Can you write out everything from the line containing "For the benchmark, point to the a-frame" down to the end of the listing, with the requests included? Multiply each coordinate in the answers by 0.7 and round to whole numbers, halves up, but leave the numbers in the requests and their format samples as they are.

## start Material supplied

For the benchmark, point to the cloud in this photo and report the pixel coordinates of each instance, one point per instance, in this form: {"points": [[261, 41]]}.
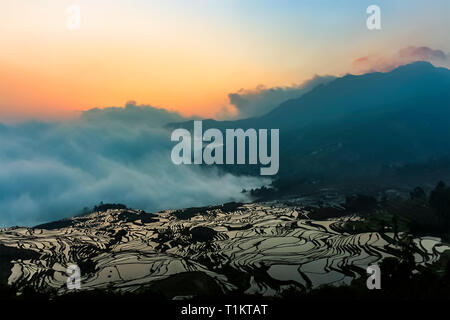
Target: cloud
{"points": [[52, 170], [377, 63], [261, 100]]}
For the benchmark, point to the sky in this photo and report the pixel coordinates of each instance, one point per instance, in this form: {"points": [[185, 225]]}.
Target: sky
{"points": [[190, 56]]}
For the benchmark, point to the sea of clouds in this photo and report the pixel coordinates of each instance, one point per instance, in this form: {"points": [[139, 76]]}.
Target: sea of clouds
{"points": [[52, 170]]}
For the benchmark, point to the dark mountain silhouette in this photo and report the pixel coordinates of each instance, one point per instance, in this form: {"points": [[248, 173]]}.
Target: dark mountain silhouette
{"points": [[361, 127]]}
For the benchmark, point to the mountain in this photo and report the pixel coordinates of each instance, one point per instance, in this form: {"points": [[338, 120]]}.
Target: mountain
{"points": [[361, 126]]}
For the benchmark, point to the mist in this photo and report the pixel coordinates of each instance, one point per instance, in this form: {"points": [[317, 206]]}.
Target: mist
{"points": [[52, 170]]}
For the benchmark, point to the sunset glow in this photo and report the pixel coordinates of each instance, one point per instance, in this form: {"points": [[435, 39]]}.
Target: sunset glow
{"points": [[185, 55]]}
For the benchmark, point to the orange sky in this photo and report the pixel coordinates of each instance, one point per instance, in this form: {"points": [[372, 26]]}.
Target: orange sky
{"points": [[180, 55]]}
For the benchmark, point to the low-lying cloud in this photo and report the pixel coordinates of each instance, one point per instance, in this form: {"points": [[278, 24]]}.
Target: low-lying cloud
{"points": [[261, 100], [52, 170], [376, 63]]}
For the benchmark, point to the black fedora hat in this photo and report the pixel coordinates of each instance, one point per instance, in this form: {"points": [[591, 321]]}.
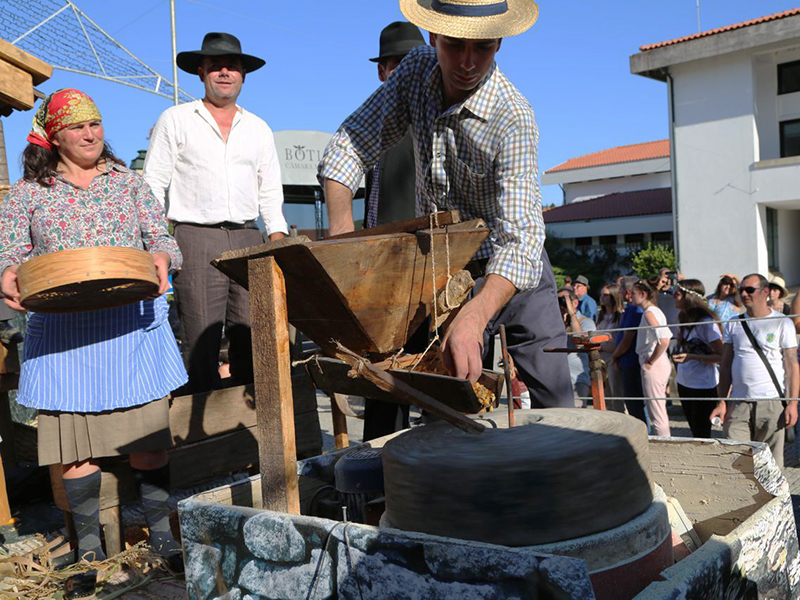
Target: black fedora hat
{"points": [[217, 44], [398, 39]]}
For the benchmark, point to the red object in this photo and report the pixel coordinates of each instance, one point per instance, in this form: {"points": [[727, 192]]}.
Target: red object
{"points": [[613, 156], [758, 21], [624, 204]]}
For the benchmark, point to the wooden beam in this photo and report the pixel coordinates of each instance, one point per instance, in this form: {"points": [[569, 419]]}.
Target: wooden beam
{"points": [[340, 437], [273, 386], [16, 87], [5, 509], [40, 71]]}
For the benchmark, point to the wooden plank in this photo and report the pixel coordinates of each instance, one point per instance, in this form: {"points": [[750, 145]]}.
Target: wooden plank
{"points": [[39, 70], [388, 282], [199, 416], [340, 437], [443, 218], [310, 292], [201, 461], [16, 87], [273, 385], [111, 522], [331, 376], [388, 383]]}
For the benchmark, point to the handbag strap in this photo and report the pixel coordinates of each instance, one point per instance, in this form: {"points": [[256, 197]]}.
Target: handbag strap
{"points": [[760, 353]]}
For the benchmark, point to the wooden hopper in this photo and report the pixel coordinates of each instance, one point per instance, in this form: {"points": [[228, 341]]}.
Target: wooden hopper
{"points": [[371, 292]]}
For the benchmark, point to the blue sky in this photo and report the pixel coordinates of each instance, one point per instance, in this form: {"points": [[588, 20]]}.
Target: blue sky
{"points": [[573, 66]]}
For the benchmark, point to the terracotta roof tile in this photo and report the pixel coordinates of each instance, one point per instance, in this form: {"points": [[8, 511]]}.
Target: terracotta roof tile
{"points": [[621, 154], [782, 15], [612, 206]]}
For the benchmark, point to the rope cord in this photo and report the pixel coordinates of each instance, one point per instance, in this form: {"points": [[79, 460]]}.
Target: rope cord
{"points": [[773, 399], [670, 325]]}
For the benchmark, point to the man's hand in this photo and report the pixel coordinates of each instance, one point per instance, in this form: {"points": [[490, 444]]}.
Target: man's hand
{"points": [[162, 262], [462, 345], [721, 411], [10, 288], [790, 413]]}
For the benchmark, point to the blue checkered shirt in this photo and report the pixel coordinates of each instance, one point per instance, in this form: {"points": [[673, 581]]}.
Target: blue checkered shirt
{"points": [[478, 156]]}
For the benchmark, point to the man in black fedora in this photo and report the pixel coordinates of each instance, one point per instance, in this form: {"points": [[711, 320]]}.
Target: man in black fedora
{"points": [[215, 167], [390, 190], [391, 196]]}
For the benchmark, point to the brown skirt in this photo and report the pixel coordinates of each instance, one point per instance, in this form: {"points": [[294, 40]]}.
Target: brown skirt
{"points": [[65, 438]]}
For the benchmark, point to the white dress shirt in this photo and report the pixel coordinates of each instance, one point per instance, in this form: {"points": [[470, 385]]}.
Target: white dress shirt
{"points": [[201, 179]]}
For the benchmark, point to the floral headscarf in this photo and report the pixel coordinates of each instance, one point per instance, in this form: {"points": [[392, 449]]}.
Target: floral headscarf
{"points": [[59, 110]]}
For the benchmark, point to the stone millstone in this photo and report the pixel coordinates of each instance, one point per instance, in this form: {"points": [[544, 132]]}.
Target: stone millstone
{"points": [[559, 475]]}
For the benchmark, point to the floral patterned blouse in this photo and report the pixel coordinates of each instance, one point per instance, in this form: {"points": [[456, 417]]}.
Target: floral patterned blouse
{"points": [[117, 209]]}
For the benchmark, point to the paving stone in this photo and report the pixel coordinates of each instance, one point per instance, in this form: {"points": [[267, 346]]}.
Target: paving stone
{"points": [[274, 538]]}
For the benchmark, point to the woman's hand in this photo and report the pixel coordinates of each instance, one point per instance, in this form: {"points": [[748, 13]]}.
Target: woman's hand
{"points": [[10, 288], [162, 262]]}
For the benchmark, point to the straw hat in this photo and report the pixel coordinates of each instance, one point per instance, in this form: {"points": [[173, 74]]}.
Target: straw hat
{"points": [[472, 19]]}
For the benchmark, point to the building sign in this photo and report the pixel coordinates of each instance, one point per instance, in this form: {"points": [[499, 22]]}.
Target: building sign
{"points": [[299, 153]]}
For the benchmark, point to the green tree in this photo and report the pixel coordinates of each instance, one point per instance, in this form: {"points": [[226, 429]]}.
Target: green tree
{"points": [[648, 261]]}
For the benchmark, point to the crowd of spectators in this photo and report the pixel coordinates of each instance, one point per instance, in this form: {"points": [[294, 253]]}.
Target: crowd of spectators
{"points": [[670, 339]]}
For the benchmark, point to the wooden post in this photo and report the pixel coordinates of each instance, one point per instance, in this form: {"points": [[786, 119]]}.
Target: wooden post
{"points": [[340, 437], [5, 509], [277, 454]]}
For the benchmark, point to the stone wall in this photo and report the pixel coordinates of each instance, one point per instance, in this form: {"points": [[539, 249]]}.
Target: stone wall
{"points": [[237, 553]]}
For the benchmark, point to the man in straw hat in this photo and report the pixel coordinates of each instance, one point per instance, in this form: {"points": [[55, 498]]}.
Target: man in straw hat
{"points": [[215, 166], [475, 142]]}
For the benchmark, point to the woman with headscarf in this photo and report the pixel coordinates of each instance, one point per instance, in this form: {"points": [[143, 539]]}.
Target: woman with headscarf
{"points": [[99, 378]]}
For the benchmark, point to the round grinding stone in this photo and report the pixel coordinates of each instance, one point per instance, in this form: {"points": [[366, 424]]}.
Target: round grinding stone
{"points": [[560, 474]]}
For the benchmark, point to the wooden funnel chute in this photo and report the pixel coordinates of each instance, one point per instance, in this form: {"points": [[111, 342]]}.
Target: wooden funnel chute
{"points": [[369, 293]]}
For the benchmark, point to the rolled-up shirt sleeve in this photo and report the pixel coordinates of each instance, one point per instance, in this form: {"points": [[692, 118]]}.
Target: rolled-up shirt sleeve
{"points": [[270, 188], [153, 223], [15, 229], [518, 236], [377, 125]]}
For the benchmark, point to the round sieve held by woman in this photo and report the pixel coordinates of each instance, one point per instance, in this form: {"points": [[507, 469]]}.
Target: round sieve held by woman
{"points": [[99, 378]]}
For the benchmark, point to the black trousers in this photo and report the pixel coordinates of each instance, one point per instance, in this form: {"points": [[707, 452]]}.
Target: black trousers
{"points": [[210, 303], [533, 323], [698, 412]]}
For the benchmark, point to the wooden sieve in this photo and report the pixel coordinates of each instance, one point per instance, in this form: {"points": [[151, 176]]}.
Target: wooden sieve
{"points": [[87, 279]]}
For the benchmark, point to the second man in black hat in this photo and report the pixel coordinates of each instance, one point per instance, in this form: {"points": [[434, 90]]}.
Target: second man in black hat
{"points": [[391, 196], [215, 167]]}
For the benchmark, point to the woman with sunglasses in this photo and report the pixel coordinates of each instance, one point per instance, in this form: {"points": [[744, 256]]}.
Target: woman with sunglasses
{"points": [[651, 347], [726, 301], [699, 352]]}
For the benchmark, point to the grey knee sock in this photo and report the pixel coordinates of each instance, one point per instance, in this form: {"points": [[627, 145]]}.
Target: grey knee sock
{"points": [[154, 493], [83, 496]]}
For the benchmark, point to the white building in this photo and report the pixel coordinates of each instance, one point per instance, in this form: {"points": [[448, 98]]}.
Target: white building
{"points": [[734, 97], [618, 197]]}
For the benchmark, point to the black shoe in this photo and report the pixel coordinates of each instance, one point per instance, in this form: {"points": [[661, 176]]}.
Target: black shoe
{"points": [[175, 563], [82, 585]]}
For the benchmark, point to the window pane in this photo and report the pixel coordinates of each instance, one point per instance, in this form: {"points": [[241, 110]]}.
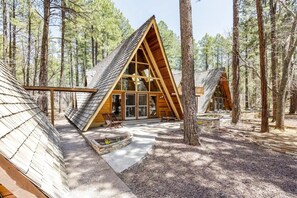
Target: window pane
{"points": [[128, 83], [142, 111], [153, 106], [143, 70], [142, 84], [130, 69], [118, 85], [142, 99], [117, 105], [153, 85], [141, 57], [130, 99], [130, 112]]}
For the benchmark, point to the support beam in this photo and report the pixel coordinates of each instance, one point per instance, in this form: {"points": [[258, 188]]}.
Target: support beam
{"points": [[60, 89], [64, 89]]}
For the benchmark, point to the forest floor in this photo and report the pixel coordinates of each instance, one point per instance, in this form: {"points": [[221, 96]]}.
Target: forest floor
{"points": [[226, 165]]}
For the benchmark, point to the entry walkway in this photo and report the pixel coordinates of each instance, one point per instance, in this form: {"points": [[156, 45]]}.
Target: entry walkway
{"points": [[88, 174], [144, 134]]}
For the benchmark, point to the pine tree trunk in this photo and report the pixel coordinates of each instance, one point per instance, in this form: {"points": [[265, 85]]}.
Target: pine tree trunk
{"points": [[96, 53], [76, 64], [263, 72], [189, 102], [84, 77], [274, 60], [13, 62], [4, 29], [246, 78], [61, 81], [293, 102], [289, 50], [43, 78], [93, 48], [36, 56], [235, 64], [71, 65], [293, 98], [29, 43]]}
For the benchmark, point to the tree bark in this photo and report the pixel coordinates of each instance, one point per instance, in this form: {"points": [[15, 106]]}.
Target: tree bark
{"points": [[36, 56], [235, 64], [191, 129], [293, 98], [29, 44], [61, 81], [96, 53], [263, 72], [43, 78], [246, 77], [76, 64], [4, 29], [274, 59], [71, 65], [289, 50], [84, 77], [93, 48], [13, 62]]}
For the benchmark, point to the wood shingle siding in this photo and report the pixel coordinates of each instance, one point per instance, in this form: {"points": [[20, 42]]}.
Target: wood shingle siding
{"points": [[105, 75], [209, 80], [28, 140]]}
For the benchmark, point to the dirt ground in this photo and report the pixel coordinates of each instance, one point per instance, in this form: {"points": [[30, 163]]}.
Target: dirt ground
{"points": [[224, 166]]}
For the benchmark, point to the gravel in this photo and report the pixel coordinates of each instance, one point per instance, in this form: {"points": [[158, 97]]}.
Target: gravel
{"points": [[223, 166]]}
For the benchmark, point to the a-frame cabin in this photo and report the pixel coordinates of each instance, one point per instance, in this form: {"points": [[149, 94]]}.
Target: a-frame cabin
{"points": [[133, 82]]}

## end Material supplied

> _Response for this exercise_
For the benchmark, point to the a-frame cabin in this photo and report the pixel coordinates of each instance, one point per instance, in this form: {"points": [[149, 94]]}.
Target: a-frame cabin
{"points": [[93, 57]]}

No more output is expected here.